>> BEGIN DOCUMENT SECTION
The following archival ‘97 interview, conducted around the time of his Earthling release, features words of wisdom that an excited and enthused Bowie shared about his innovative approach to songwriting, his ideas about spirituality, and the personal epiphanies and uncertainties that came from aging.
YAHOO MUSIC: In your music you’ve frequently taken on nihilistic subject matter with a sense of optimism or at least enthusiasm. Do you think mankind is on an ever-progressing path to self-enlightenment, or spiraling towards its own extinction?
DAVID BOWIE: I think unwittingly, by his own treachery, he gives the impression he’s into auto-destruction, but if that’s the way it is I still think you have a choice to be negative or positive about the future, and I’ve opted to be positive. I believe, basically, what we are doing is dismantling an archaic spiritual life. It’s something that we cannot deal with anymore in a medieval fashion. The organized religion that we have doesn’t really pertain to the way that existence does manifest itself in late 20th century. I think the adage that you have to destroy God to reinvent him is very applicable to these times. To remain positive, I also believe that what we’re looking at is not the fragmentation of an old society, but the pieces that we will eventually use to rebuild a new one.
Does the transition from the 20th to the 21st century bring with it a new series of values and ideals?
>> END DOCUMENT SECTION
▶ **SHORT EXERCISE 1**:
Answer these questions about the Bowie interview:
(a) Which release was the interview conducted around the time of?
(b) What adage does Bowie say is very applicable to these times?
(c) Instead of the fragmentation of an old society, what does Bowie believe we are looking at?
>> BEGIN INPUT DATA
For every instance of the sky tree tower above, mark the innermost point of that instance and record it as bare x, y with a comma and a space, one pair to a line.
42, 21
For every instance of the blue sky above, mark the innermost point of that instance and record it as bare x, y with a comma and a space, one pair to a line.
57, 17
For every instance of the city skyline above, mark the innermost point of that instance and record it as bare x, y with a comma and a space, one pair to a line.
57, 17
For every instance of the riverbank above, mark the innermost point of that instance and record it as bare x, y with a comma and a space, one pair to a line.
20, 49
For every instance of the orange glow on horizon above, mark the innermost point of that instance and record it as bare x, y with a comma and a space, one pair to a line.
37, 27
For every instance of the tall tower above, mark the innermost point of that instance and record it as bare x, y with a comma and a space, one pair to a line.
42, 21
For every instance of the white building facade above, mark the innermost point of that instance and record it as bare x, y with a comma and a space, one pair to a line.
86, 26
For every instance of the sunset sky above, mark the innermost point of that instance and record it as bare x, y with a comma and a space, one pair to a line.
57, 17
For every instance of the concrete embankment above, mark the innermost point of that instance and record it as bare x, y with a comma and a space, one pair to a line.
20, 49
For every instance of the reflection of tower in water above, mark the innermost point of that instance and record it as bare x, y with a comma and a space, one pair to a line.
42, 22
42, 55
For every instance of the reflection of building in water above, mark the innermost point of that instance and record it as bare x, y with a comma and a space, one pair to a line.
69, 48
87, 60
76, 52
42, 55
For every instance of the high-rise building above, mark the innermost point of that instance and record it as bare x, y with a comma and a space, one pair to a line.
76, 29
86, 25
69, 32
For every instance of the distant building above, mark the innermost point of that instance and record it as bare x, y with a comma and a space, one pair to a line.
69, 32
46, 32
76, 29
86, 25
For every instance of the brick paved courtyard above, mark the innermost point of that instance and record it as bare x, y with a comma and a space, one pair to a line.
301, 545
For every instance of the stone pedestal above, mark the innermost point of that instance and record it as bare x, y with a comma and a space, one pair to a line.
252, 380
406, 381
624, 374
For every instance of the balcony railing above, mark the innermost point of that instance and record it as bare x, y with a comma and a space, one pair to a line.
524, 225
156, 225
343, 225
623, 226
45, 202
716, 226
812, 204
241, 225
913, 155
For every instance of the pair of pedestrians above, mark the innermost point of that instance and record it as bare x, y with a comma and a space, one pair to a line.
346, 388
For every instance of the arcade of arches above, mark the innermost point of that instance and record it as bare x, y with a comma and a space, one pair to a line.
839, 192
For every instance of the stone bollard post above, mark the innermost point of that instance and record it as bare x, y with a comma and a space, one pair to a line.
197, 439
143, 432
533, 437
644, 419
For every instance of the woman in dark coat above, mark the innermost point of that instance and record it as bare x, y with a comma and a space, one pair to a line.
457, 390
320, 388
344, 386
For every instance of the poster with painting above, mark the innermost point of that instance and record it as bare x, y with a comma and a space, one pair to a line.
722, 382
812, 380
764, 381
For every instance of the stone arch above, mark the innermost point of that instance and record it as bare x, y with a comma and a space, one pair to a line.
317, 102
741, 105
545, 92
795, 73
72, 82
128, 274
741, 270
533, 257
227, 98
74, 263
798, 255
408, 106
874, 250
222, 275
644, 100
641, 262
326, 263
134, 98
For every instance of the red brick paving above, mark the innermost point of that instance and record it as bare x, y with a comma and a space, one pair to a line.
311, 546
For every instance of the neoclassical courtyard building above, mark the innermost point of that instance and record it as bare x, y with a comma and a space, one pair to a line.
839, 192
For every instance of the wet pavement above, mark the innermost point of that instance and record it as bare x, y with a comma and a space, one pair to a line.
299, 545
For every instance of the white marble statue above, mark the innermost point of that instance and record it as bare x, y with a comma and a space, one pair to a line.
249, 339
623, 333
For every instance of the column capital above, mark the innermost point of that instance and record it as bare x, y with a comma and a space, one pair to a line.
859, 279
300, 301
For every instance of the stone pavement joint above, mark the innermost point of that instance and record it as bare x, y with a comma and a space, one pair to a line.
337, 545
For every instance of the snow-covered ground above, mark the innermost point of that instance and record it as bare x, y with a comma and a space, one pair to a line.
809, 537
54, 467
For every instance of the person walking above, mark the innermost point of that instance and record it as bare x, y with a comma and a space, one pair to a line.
>> END INPUT DATA
▶ **SHORT EXERCISE 2**: Please find every line in the listing that contains the string "courtyard" and copy each of those lines.

▶ **FULL SOLUTION 1**:
(a) Earthling
(b) That you have to destroy God to reinvent him
(c) The pieces that we will eventually use to rebuild a new one

▶ **FULL SOLUTION 2**:
For every instance of the brick paved courtyard above, mark the innermost point of that instance and record it as bare x, y with a comma and a space, one pair to a line.
For every instance of the neoclassical courtyard building above, mark the innermost point of that instance and record it as bare x, y with a comma and a space, one pair to a line.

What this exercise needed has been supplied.